Brief — A complete and exact copy of the data below is required.

───── Exercise data

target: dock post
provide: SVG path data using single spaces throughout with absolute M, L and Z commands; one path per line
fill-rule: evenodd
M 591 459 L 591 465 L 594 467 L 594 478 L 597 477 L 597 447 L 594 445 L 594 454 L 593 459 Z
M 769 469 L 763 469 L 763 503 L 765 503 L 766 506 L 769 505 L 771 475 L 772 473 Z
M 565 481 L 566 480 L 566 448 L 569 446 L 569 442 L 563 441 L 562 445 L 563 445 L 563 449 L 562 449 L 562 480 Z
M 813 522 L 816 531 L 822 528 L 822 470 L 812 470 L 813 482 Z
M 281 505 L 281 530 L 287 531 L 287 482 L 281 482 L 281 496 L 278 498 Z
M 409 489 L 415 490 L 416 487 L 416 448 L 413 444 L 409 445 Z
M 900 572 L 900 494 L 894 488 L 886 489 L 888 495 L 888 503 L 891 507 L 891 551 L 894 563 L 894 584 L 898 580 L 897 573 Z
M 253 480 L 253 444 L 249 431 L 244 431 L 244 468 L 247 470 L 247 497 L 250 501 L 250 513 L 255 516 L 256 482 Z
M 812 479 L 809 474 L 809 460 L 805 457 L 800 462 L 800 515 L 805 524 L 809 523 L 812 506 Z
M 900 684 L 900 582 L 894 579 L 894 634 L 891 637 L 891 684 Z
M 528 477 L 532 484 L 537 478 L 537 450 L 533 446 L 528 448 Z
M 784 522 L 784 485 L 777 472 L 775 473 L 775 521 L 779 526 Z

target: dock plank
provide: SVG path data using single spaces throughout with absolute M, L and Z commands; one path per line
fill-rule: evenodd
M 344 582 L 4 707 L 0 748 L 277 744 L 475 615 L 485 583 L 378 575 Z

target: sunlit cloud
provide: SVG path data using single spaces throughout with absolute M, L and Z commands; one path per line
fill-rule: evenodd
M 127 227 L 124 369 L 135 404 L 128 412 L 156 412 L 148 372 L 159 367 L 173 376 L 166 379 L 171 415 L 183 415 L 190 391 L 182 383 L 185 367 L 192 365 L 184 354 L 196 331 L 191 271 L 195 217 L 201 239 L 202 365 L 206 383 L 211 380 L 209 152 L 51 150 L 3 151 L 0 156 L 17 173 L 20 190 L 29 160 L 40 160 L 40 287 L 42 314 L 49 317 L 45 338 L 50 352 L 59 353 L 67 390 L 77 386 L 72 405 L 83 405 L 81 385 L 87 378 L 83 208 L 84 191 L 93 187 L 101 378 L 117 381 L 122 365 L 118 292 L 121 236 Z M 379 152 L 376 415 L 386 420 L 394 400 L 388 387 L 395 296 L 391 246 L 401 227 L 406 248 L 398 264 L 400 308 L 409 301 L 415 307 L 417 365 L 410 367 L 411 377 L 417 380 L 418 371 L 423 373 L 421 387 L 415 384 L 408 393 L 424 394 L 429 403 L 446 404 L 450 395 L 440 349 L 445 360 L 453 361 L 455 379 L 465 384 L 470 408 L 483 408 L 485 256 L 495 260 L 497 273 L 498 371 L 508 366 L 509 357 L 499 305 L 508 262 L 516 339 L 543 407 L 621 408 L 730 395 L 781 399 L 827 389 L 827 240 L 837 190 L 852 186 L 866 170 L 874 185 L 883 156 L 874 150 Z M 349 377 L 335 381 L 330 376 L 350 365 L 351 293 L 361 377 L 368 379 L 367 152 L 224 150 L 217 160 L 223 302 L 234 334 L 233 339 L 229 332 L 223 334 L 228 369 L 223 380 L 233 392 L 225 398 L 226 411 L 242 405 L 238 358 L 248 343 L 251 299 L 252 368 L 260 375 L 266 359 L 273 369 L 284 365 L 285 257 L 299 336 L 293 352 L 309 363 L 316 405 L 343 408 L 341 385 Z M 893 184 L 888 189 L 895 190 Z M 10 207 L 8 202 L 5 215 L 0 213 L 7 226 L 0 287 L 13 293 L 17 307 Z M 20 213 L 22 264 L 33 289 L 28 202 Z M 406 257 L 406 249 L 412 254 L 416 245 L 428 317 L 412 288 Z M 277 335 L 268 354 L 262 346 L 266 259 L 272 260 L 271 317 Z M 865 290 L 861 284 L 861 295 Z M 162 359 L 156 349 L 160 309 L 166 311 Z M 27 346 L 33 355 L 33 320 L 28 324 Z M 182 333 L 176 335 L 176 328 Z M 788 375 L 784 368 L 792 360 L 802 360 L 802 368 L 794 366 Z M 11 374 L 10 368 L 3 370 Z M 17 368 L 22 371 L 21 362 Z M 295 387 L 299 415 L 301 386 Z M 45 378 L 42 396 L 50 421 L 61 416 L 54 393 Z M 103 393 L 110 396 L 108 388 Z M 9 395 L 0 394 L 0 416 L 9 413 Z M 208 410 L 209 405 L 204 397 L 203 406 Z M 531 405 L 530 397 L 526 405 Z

──────────

Response area —
target: dock post
provide: SVG path data using single spaces throughout with absolute M, L and Z commands; one path per line
fill-rule: evenodd
M 591 459 L 591 465 L 594 467 L 594 478 L 597 477 L 597 447 L 594 445 L 594 454 L 593 459 Z
M 769 469 L 763 469 L 763 503 L 765 503 L 766 506 L 769 505 L 771 475 L 772 473 Z
M 565 481 L 566 480 L 566 448 L 569 446 L 569 442 L 563 441 L 562 445 L 563 445 L 563 449 L 562 449 L 562 480 Z
M 813 522 L 816 531 L 822 528 L 822 470 L 812 470 L 813 482 Z
M 281 505 L 281 530 L 287 531 L 287 482 L 281 482 L 281 496 L 278 498 Z
M 409 489 L 415 490 L 416 487 L 416 448 L 413 444 L 409 445 Z
M 900 572 L 900 494 L 894 488 L 886 489 L 888 495 L 888 503 L 891 507 L 891 551 L 894 563 L 894 584 L 898 580 L 897 573 Z
M 253 480 L 253 444 L 249 431 L 244 431 L 244 468 L 247 470 L 247 497 L 250 501 L 250 513 L 255 516 L 256 482 Z
M 812 479 L 809 474 L 809 460 L 805 457 L 800 462 L 800 515 L 805 524 L 809 523 L 812 506 Z
M 900 684 L 900 582 L 894 579 L 894 634 L 891 637 L 891 684 Z
M 528 477 L 532 484 L 537 478 L 537 450 L 533 446 L 528 448 Z
M 784 522 L 784 485 L 777 472 L 775 473 L 775 521 L 779 526 Z

target: dock plank
provide: SVG path data using single spaces throughout with absolute M, L and Z commands; one path per line
fill-rule: evenodd
M 344 582 L 4 707 L 0 748 L 277 744 L 475 615 L 485 583 L 378 575 Z

target: sunlit cloud
provide: SVG path data using single spaces throughout with absolute M, L and Z commands; one path per line
fill-rule: evenodd
M 127 227 L 124 369 L 135 404 L 128 412 L 156 412 L 148 372 L 159 367 L 173 376 L 166 379 L 171 415 L 183 415 L 190 391 L 182 383 L 185 367 L 192 365 L 184 354 L 196 331 L 191 271 L 195 217 L 201 239 L 202 365 L 206 383 L 211 380 L 209 152 L 51 150 L 3 151 L 0 156 L 17 173 L 20 190 L 29 160 L 40 160 L 40 287 L 42 314 L 49 317 L 45 338 L 50 352 L 59 353 L 67 390 L 77 386 L 72 405 L 83 405 L 81 385 L 87 378 L 83 208 L 84 191 L 93 187 L 101 378 L 117 381 L 122 365 L 118 292 L 121 236 Z M 379 152 L 376 415 L 386 420 L 394 400 L 388 387 L 395 296 L 391 246 L 401 227 L 406 248 L 398 264 L 400 308 L 409 301 L 415 307 L 417 365 L 410 367 L 411 377 L 417 380 L 418 371 L 423 373 L 421 387 L 415 384 L 408 393 L 424 394 L 429 403 L 446 404 L 450 395 L 440 349 L 445 360 L 453 361 L 455 379 L 465 384 L 470 408 L 483 408 L 485 256 L 495 260 L 497 273 L 498 371 L 508 366 L 509 357 L 499 305 L 508 262 L 516 339 L 543 407 L 621 408 L 730 395 L 781 399 L 827 389 L 827 240 L 837 190 L 852 186 L 866 170 L 874 185 L 883 156 L 874 150 Z M 349 377 L 335 381 L 330 376 L 350 365 L 351 293 L 361 377 L 368 379 L 367 152 L 224 150 L 217 160 L 223 302 L 234 334 L 233 339 L 229 332 L 223 334 L 228 369 L 223 380 L 233 392 L 225 398 L 226 411 L 242 405 L 238 358 L 248 343 L 251 299 L 252 368 L 260 375 L 266 359 L 273 369 L 284 365 L 285 257 L 299 336 L 293 352 L 309 363 L 316 405 L 343 408 L 341 385 Z M 893 184 L 888 189 L 895 190 Z M 10 207 L 8 202 L 5 215 L 0 213 L 7 226 L 0 287 L 13 293 L 17 307 Z M 20 213 L 22 264 L 33 289 L 28 202 Z M 406 257 L 406 249 L 412 254 L 416 245 L 428 317 L 412 288 Z M 277 335 L 268 354 L 262 346 L 266 259 L 272 260 L 271 317 Z M 865 290 L 861 284 L 861 295 Z M 162 359 L 156 349 L 160 309 L 166 311 Z M 27 346 L 33 355 L 33 320 L 28 324 Z M 182 333 L 176 335 L 176 328 Z M 788 375 L 784 368 L 792 360 L 802 360 L 802 368 L 794 366 Z M 11 374 L 10 368 L 3 370 Z M 17 368 L 22 371 L 21 362 Z M 295 387 L 299 415 L 301 386 Z M 45 378 L 42 396 L 50 421 L 61 416 L 54 393 Z M 103 393 L 110 396 L 108 388 Z M 9 395 L 0 394 L 0 416 L 9 413 Z M 208 410 L 209 405 L 204 397 L 203 406 Z M 531 405 L 530 397 L 526 405 Z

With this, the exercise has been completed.